PROMPT
Rewrite every line of the records below as a numbered list, leaving out any blank lines.

········

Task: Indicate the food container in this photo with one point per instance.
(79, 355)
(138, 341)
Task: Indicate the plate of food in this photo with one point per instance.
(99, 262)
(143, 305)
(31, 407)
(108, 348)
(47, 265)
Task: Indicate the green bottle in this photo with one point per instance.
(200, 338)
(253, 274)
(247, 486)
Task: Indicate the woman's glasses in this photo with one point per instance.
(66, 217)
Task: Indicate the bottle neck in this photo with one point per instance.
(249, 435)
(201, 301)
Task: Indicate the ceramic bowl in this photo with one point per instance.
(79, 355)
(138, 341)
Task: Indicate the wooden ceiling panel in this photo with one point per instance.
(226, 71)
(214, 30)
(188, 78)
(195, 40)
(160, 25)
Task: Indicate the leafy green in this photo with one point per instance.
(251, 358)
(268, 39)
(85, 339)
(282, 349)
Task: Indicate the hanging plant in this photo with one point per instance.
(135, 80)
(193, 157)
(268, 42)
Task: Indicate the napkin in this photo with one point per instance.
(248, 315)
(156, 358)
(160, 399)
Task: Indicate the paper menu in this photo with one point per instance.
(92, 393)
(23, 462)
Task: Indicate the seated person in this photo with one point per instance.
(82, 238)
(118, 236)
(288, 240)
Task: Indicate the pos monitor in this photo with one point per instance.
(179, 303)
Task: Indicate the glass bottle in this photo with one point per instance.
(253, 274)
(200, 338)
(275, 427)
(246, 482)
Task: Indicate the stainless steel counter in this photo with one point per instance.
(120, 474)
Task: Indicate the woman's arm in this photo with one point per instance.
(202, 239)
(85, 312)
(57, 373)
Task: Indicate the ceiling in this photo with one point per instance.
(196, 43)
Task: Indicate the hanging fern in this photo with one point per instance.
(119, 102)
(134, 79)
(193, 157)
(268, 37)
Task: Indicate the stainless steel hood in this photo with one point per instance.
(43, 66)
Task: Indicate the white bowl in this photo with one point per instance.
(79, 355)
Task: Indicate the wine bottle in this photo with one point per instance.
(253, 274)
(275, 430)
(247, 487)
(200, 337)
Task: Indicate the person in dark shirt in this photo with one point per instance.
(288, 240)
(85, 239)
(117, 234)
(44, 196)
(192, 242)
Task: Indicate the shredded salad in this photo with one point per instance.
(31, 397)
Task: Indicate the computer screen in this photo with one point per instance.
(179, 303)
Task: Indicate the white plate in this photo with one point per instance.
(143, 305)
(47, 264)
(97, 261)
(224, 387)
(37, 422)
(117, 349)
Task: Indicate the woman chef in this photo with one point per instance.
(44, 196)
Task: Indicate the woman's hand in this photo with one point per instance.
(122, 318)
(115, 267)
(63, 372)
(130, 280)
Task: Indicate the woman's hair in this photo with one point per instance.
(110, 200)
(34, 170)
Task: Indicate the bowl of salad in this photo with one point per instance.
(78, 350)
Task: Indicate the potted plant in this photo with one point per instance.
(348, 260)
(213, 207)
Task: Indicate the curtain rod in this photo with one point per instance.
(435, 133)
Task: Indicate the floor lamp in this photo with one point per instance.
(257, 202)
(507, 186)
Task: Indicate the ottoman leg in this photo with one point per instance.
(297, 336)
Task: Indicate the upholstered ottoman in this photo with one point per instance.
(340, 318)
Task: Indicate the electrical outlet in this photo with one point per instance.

········

TASK SOLUTION
1. Task: Indicate the food container in this photo with one point per instance.
2. (79, 355)
3. (138, 341)
4. Task: Indicate the plate of food in this photo with one point per instance.
5. (99, 262)
6. (143, 305)
7. (31, 407)
8. (108, 348)
9. (47, 265)
10. Task: Indicate the green bottle in this photo with one point per instance.
11. (200, 338)
12. (253, 274)
13. (247, 486)
14. Task: Indicate the woman's glasses in this photo with one point per instance.
15. (66, 217)
16. Task: Indicate the bottle neck in this photo with one point per instance.
17. (249, 435)
18. (201, 301)
19. Task: Indicate the ceramic bowl in this photo with one point per instance.
20. (79, 355)
21. (138, 341)
22. Task: Indicate the wooden ceiling panel in this photo with one point per instance.
23. (226, 71)
24. (214, 30)
25. (188, 78)
26. (195, 40)
27. (160, 25)
28. Task: Indicate the leafy green in this photo with one point per instance.
29. (251, 358)
30. (268, 39)
31. (85, 339)
32. (282, 349)
33. Task: Indicate the hanging plant in this photo with one point per instance.
34. (135, 80)
35. (193, 157)
36. (268, 42)
37. Task: Indicate the napkin in this photo with one point per instance.
38. (248, 315)
39. (156, 358)
40. (160, 399)
41. Task: Indicate the paper menu in this photo with one point per instance.
42. (92, 393)
43. (23, 462)
44. Task: Indicate the seated person in this photo with one point per instance.
45. (82, 238)
46. (118, 236)
47. (288, 240)
48. Task: Indicate the pos monitor in this photo with one point per instance.
49. (179, 303)
50. Task: Indicate the glass bottle in this photo with one point per instance.
51. (253, 274)
52. (200, 338)
53. (275, 427)
54. (246, 482)
55. Task: Indicate the stainless steel counter in this photo with one point per instance.
56. (120, 474)
57. Task: Indicate the woman's arm in this photo with one point per instance.
58. (202, 239)
59. (85, 312)
60. (57, 373)
61. Task: Indicate the ceiling in this photo with one point per instance.
62. (196, 43)
63. Task: Indicate the hanging fern in this photo with one point per instance.
64. (119, 102)
65. (134, 79)
66. (193, 157)
67. (268, 37)
68. Task: Indicate the stainless steel hood in this photo with one point per instance.
69. (43, 66)
70. Task: Indicate the white bowl in this photo with one point per instance.
71. (79, 355)
72. Task: Indicate the wine bottle in this photo with one point per instance.
73. (253, 274)
74. (275, 430)
75. (247, 487)
76. (200, 337)
77. Task: Indicate the person in dark shirt in this photo with one point per instance.
78. (288, 240)
79. (85, 239)
80. (117, 234)
81. (44, 196)
82. (192, 242)
83. Task: Indicate the shredded salad in this photo with one point per instance.
84. (31, 397)
85. Task: Indicate the computer screen in this photo with one point per instance.
86. (179, 303)
87. Task: Indicate the white plate in this photo with one point per instance.
88. (143, 305)
89. (47, 264)
90. (97, 261)
91. (224, 387)
92. (37, 422)
93. (117, 349)
94. Task: Indicate the woman chef in this photo with one point per instance.
95. (44, 196)
96. Task: Indicate the woman's hand in this photo with one point per instance.
97. (122, 318)
98. (115, 267)
99. (63, 372)
100. (130, 280)
101. Task: Indicate the woman's hair in this photo with one point per instance.
102. (110, 200)
103. (34, 170)
104. Task: Indicate the bowl of salad in this photo with one point per instance.
105. (78, 350)
106. Task: Indicate the potted plant in this photo with one point per instance.
107. (348, 260)
108. (213, 207)
109. Task: Indicate the curtain rod in this photo with one point per instance.
110. (435, 133)
111. Task: Indicate the floor lamp in this photo with one point per instance.
112. (257, 202)
113. (507, 186)
114. Task: Indicate the ottoman leg in this photo with one point per instance.
115. (297, 336)
116. Task: Indicate the upholstered ottoman in this photo with one point per instance.
117. (340, 318)
118. Task: Indicate the electrical outlet in this photo with one point per instance.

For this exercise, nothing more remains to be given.